- Exercise aim -
From the listing below, pick out each line with the word "building".

- Data supplied -

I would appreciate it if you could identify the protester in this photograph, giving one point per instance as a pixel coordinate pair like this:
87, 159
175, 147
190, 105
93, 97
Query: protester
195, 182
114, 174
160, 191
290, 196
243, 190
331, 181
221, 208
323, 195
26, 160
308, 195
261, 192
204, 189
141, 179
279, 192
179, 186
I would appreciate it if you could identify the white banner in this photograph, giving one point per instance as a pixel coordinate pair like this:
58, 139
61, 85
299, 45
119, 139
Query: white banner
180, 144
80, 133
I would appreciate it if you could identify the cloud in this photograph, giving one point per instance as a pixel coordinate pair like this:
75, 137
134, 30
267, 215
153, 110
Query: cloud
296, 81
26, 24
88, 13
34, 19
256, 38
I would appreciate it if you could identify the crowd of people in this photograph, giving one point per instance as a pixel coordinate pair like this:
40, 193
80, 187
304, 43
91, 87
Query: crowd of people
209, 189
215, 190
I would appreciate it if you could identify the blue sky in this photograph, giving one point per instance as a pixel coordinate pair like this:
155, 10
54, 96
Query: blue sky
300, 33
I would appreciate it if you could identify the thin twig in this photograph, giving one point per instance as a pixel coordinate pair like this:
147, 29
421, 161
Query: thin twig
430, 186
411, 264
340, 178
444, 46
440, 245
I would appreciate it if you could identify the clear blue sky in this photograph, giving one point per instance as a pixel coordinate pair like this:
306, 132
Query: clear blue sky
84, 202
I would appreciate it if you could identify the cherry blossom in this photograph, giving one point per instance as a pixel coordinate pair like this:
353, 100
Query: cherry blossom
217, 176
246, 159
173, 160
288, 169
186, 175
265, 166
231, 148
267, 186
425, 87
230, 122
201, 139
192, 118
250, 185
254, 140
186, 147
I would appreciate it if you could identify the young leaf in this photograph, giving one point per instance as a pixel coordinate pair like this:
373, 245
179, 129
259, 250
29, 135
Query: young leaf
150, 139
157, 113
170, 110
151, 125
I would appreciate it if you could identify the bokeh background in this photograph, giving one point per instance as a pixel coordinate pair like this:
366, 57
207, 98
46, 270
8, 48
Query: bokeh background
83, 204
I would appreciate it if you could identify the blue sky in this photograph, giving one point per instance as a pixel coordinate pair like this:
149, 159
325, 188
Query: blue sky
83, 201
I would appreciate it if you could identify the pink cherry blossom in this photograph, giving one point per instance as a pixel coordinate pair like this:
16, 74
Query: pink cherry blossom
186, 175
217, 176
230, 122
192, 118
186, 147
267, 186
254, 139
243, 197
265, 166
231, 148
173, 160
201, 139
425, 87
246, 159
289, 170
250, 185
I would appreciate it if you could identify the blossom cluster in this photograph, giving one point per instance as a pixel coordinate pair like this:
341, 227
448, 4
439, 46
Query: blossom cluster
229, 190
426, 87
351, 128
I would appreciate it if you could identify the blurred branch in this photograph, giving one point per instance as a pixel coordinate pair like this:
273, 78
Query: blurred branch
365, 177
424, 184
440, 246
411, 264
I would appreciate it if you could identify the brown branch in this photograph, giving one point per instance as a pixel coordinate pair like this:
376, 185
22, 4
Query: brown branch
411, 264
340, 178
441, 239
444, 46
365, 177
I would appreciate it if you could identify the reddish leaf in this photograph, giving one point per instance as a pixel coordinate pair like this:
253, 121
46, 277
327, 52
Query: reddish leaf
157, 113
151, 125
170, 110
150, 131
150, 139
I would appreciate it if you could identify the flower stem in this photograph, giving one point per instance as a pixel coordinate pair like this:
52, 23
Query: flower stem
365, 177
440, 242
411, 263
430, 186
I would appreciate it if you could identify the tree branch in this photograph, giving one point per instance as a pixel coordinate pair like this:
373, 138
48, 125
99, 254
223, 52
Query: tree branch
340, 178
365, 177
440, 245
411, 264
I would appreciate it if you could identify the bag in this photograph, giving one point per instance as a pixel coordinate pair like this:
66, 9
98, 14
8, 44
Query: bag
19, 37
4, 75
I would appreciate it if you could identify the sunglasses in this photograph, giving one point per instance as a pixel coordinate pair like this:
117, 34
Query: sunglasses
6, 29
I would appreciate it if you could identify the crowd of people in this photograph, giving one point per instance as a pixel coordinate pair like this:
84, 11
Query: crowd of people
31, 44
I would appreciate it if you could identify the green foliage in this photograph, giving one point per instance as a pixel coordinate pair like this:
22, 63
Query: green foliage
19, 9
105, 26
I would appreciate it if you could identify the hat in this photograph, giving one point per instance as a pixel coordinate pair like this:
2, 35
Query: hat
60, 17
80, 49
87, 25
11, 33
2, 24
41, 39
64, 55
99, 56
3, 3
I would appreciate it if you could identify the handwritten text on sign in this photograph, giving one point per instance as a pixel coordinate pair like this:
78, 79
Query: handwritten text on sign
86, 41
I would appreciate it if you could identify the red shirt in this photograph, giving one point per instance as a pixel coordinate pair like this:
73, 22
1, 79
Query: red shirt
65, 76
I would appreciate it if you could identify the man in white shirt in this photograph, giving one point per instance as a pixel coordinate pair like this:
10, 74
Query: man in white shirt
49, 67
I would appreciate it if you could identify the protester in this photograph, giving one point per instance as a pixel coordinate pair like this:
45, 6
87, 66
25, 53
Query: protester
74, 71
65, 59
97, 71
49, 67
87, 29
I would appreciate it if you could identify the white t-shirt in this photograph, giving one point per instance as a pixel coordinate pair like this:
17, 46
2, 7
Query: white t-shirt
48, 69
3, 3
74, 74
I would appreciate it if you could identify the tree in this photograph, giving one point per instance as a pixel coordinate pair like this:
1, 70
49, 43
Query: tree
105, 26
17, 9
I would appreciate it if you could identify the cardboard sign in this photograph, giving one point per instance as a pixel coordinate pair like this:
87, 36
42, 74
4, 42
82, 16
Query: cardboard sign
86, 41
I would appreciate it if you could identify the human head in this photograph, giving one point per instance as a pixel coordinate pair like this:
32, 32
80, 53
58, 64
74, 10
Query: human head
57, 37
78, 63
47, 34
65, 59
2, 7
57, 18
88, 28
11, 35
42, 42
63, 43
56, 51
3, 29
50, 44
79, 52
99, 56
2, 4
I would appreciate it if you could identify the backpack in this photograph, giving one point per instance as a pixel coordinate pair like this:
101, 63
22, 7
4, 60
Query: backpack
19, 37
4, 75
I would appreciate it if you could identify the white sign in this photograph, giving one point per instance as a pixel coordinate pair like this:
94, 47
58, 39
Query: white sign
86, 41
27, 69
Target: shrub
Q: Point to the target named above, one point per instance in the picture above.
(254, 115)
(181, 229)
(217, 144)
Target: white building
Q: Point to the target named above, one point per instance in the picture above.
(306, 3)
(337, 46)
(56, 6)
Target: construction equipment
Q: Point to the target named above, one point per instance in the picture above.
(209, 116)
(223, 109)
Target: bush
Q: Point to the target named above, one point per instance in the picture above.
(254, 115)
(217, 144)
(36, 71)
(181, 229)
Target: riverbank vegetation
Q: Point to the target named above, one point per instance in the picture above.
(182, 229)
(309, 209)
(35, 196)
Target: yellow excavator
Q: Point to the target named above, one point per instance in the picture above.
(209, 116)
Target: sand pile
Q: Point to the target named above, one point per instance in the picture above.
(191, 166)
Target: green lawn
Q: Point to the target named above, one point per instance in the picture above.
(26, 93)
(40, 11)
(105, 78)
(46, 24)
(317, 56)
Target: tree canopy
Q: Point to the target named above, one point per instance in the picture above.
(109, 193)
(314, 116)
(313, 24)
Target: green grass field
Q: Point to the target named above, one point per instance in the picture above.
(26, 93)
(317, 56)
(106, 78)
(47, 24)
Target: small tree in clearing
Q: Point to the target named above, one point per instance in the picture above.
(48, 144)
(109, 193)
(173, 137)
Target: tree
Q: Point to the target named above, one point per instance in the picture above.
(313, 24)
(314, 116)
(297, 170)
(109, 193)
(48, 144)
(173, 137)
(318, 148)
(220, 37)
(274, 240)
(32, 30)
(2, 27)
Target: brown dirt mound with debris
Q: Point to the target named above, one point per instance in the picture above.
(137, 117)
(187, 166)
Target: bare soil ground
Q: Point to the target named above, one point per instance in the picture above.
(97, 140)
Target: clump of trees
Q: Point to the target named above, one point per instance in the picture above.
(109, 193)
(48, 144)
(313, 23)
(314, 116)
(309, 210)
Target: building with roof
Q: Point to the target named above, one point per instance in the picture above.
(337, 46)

- Answer space -
Target: white building
Target: building with roof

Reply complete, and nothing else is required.